The Bible was written between about two-thousand and thirty-five hundred years ago. The books are undated. Some books contain datable events, but the reader must supply the dates. That’s because the Bible was written for us rather than to us.

Like all history, Bible history is severely selective. But when a historian has a contemporaneous audience in mind, he can afford to let his audience fill in the gaps. That’s because the Bible was written for us rather than to us.

We have thirteen letters by Paul. Occasional pieces. Of the two surviving letters to the church of Corinth, we can infer that he wrote at least four letters to the Corinthians. And we only have his side of the correspondence. We must reconstruct the rest. That’s because the Bible was written for us rather than to us.

Books of the Bible rarely say where they were composed, or to whom. That’s because the Bible was written for us rather than to us.

Background information outside of Scripture is sparse and partisan. That’s because the Bible was written for us rather than to us.

When, therefore, I come to Scripture, I expect to find many obscurities and loose ends. I don’t expect it to be transparent to the eye. The wonder of it all is that Scripture is still intelligible so much of the time. That’s because, although it wasn’t written to us, it was written for us.

There’s a sense in which you and I don’t even belong here. I’m an outsider. An interloper. A trespasser.

We are the wild vine. We were graciously grafted onto the native foliage.

Like having a friend at the door of the club, we were let it without a ticket or a formal invitation. We were escorted to the nosebleed seats in the uppermost balcony.

We have been permitted and privileged to overhear this ancient conversation which God had with his people so very long ago. He has allowed us to hear the echo of that life-giving conversation he had so very long ago.

▸ **DATASET EXCERPTS**
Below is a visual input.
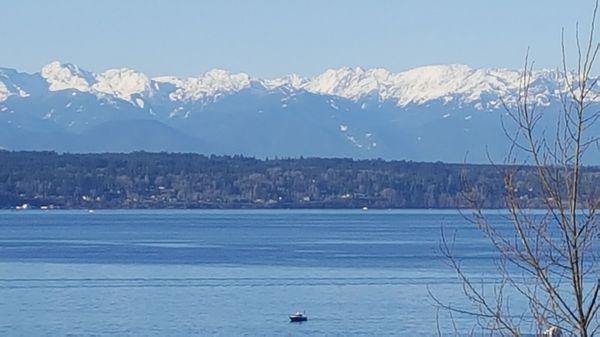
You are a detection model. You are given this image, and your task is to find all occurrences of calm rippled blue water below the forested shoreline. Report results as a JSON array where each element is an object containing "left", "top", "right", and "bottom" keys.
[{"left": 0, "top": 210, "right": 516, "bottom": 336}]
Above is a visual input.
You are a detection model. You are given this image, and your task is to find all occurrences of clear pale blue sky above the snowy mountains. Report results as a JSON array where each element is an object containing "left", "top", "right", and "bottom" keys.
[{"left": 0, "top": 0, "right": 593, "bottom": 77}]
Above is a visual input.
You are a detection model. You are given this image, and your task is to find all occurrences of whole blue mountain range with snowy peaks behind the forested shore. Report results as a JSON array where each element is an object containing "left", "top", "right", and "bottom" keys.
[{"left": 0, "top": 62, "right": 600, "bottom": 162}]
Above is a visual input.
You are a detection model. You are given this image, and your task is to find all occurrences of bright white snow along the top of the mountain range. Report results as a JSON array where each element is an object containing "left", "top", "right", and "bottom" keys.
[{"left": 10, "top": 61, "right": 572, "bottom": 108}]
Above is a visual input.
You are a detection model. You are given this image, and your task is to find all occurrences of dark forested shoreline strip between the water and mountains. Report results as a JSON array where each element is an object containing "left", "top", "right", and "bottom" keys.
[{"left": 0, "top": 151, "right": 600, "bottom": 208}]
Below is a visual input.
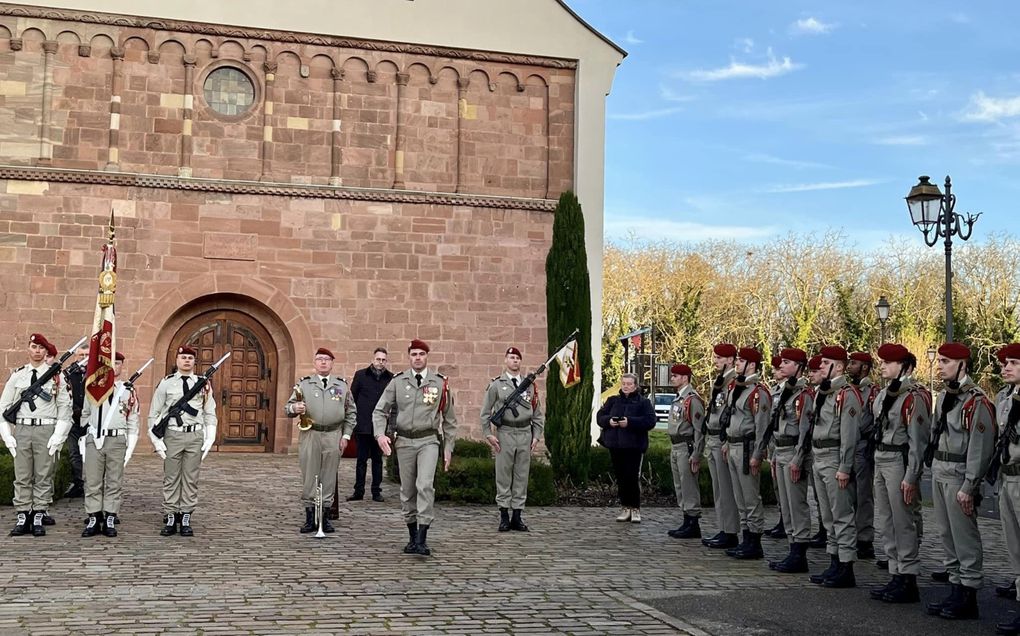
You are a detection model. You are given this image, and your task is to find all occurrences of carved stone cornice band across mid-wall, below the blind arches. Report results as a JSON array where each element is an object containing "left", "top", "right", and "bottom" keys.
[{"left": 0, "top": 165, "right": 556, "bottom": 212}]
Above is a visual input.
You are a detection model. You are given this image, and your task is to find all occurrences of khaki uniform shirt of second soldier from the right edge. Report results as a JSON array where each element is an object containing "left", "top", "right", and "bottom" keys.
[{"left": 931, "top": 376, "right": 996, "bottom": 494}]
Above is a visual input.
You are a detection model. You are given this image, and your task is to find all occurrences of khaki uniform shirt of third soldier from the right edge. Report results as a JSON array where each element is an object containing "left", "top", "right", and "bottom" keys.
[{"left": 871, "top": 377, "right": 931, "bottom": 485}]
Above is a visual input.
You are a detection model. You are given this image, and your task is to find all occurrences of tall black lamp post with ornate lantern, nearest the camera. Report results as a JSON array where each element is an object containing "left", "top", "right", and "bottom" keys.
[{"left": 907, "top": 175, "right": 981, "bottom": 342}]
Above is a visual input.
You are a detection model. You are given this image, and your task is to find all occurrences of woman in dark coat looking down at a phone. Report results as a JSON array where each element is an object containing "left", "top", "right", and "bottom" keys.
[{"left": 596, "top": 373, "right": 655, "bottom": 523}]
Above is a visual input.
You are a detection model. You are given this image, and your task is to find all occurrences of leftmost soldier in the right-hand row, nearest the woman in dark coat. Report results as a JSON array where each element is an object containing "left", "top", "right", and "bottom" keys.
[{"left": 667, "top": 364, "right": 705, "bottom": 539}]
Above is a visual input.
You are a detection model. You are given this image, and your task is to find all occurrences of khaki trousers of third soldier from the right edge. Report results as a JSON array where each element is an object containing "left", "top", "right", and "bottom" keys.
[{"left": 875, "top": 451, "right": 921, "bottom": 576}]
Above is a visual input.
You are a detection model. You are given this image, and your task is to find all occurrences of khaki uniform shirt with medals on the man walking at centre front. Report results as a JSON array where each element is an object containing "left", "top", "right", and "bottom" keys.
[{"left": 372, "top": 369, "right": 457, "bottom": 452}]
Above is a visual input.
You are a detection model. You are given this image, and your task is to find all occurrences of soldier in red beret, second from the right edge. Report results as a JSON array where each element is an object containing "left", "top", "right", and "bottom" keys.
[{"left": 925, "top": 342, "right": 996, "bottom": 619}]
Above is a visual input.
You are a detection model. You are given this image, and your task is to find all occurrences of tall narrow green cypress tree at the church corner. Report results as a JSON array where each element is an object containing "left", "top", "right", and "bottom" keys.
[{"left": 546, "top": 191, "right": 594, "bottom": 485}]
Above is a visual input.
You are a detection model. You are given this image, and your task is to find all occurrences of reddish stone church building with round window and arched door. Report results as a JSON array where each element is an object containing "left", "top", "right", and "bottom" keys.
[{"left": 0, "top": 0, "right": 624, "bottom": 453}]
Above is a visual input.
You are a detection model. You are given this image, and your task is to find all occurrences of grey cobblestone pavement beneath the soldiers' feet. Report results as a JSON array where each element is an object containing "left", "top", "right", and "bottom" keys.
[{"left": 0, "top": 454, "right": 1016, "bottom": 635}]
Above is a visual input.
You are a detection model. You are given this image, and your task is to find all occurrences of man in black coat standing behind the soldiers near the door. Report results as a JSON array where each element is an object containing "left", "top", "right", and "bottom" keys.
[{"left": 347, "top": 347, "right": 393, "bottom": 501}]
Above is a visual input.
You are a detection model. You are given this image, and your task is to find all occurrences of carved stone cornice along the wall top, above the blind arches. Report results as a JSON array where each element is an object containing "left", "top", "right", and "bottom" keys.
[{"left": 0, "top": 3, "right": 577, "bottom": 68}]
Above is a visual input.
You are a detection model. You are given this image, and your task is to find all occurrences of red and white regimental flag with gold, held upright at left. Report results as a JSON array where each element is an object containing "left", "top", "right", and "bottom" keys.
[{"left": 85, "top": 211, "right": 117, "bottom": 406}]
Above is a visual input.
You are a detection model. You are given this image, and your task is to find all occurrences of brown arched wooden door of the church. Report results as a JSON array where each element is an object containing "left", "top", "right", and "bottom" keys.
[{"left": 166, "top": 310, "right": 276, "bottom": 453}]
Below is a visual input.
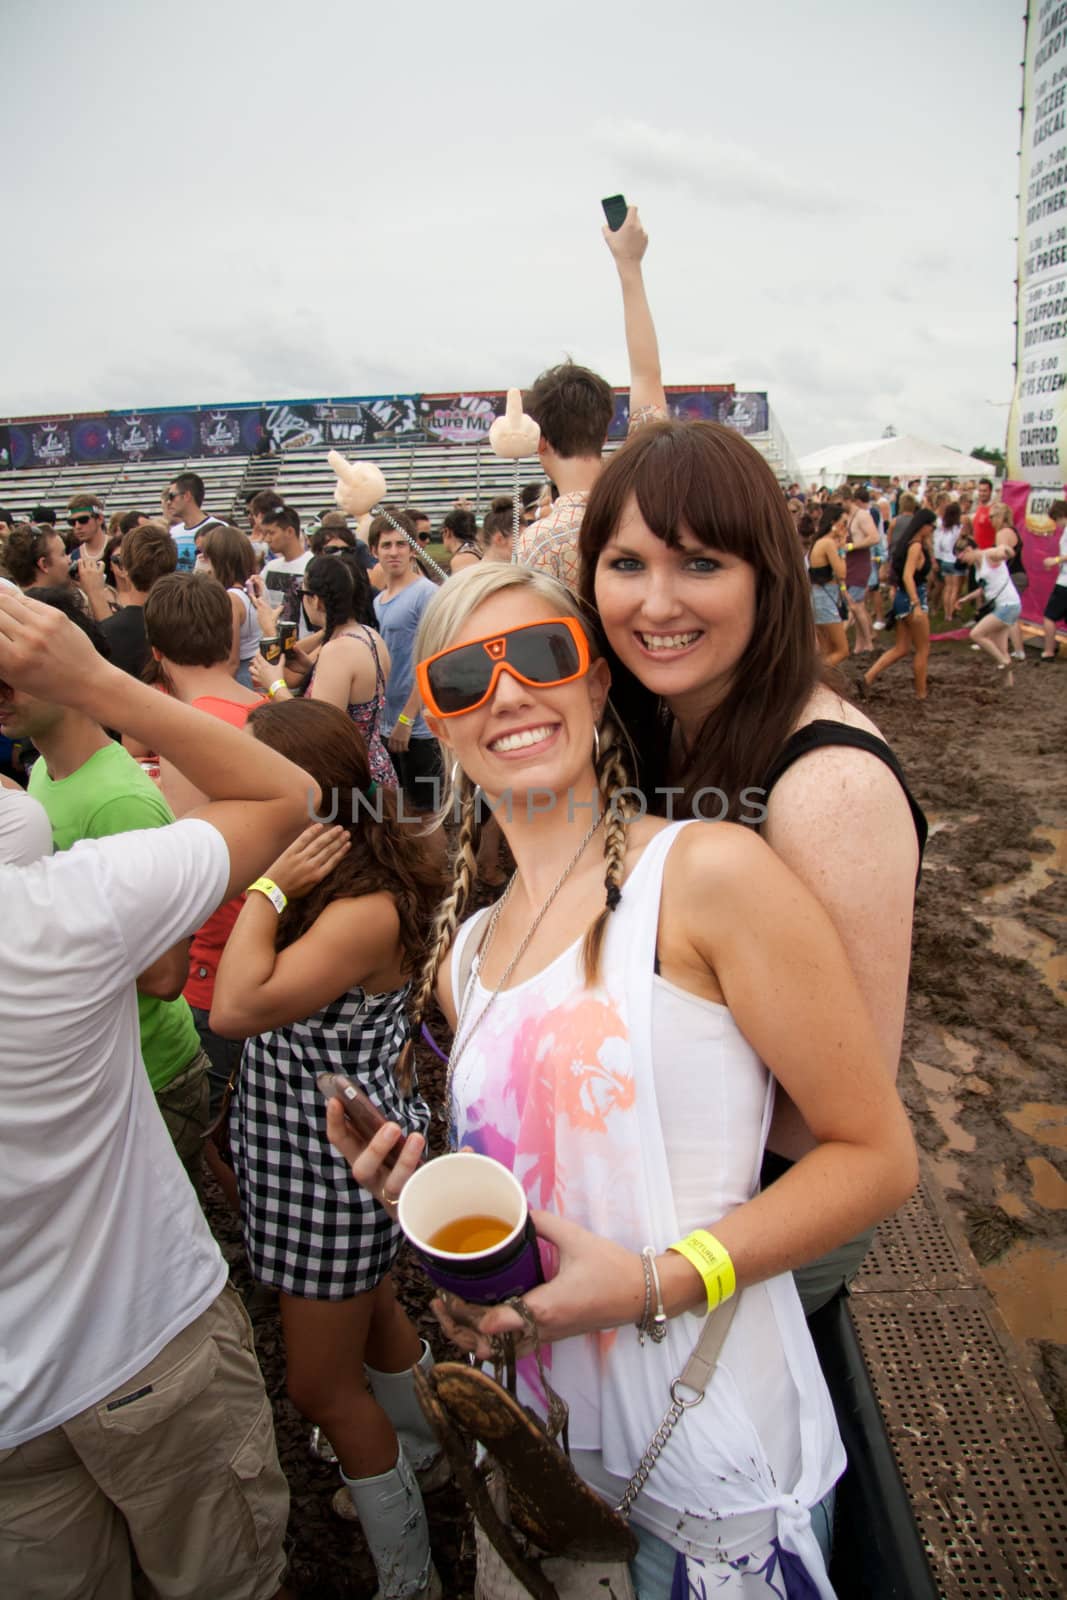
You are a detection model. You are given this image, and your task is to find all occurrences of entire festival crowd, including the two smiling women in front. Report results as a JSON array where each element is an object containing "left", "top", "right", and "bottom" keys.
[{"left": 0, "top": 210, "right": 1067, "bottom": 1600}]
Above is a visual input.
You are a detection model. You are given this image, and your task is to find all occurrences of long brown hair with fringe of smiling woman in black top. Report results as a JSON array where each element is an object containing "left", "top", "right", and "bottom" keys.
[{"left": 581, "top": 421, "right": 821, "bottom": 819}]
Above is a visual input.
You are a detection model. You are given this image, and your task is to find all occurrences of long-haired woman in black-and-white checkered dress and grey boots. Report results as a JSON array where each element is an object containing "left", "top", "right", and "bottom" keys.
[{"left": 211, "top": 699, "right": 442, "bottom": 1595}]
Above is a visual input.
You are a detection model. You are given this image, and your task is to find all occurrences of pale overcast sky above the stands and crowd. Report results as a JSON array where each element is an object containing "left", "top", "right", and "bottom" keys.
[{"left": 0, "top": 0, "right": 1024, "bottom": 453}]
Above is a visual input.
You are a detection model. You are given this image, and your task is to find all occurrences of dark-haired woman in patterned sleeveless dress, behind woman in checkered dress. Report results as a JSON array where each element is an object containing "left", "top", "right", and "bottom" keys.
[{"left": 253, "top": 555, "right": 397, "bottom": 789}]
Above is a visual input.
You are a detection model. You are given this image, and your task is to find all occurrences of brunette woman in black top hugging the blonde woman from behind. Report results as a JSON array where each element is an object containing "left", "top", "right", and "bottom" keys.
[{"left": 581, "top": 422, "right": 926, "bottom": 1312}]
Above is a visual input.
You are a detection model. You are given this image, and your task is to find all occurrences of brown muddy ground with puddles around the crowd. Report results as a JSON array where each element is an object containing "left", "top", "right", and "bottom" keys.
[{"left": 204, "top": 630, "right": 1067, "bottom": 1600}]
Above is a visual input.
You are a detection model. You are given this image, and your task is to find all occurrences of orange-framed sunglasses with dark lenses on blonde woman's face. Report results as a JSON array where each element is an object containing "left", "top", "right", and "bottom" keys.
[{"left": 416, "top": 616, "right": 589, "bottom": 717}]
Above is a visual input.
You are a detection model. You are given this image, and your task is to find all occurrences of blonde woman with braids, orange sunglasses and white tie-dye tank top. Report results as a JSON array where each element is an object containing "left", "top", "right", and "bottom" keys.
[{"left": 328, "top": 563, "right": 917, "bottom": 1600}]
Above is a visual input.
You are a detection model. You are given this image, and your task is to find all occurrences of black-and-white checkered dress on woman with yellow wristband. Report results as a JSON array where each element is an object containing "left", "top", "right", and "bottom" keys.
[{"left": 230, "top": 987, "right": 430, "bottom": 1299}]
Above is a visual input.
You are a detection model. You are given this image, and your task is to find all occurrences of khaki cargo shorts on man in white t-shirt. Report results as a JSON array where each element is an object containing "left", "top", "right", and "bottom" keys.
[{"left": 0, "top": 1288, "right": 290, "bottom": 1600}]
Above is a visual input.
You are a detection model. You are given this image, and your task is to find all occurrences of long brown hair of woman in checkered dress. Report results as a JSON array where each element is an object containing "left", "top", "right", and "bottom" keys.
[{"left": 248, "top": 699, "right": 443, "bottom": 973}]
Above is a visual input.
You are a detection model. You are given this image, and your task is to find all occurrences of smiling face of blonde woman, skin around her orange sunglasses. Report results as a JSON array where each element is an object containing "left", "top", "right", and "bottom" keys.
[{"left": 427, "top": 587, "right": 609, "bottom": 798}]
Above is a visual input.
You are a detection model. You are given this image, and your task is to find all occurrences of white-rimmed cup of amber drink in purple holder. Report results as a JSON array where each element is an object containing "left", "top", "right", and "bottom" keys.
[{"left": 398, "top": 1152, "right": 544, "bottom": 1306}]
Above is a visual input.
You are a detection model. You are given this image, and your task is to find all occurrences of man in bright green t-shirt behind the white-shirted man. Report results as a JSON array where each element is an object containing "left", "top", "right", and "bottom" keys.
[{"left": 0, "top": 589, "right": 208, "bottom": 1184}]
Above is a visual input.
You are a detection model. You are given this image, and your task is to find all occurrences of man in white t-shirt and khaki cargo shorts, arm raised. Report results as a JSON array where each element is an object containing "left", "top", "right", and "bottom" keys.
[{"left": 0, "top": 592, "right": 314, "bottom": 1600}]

▸ **WHAT TO WORK ON**
Give back the part of the passage on how the Bible was written word for word, starting with "Background information outside" and going on through "the uppermost balcony.". The listing isn't needed for any of this.

▸ **REPLY**
Background information outside of Scripture is sparse and partisan. That’s because the Bible was written for us rather than to us.

When, therefore, I come to Scripture, I expect to find many obscurities and loose ends. I don’t expect it to be transparent to the eye. The wonder of it all is that Scripture is still intelligible so much of the time. That’s because, although it wasn’t written to us, it was written for us.

There’s a sense in which you and I don’t even belong here. I’m an outsider. An interloper. A trespasser.

We are the wild vine. We were graciously grafted onto the native foliage.

Like having a friend at the door of the club, we were let it without a ticket or a formal invitation. We were escorted to the nosebleed seats in the uppermost balcony.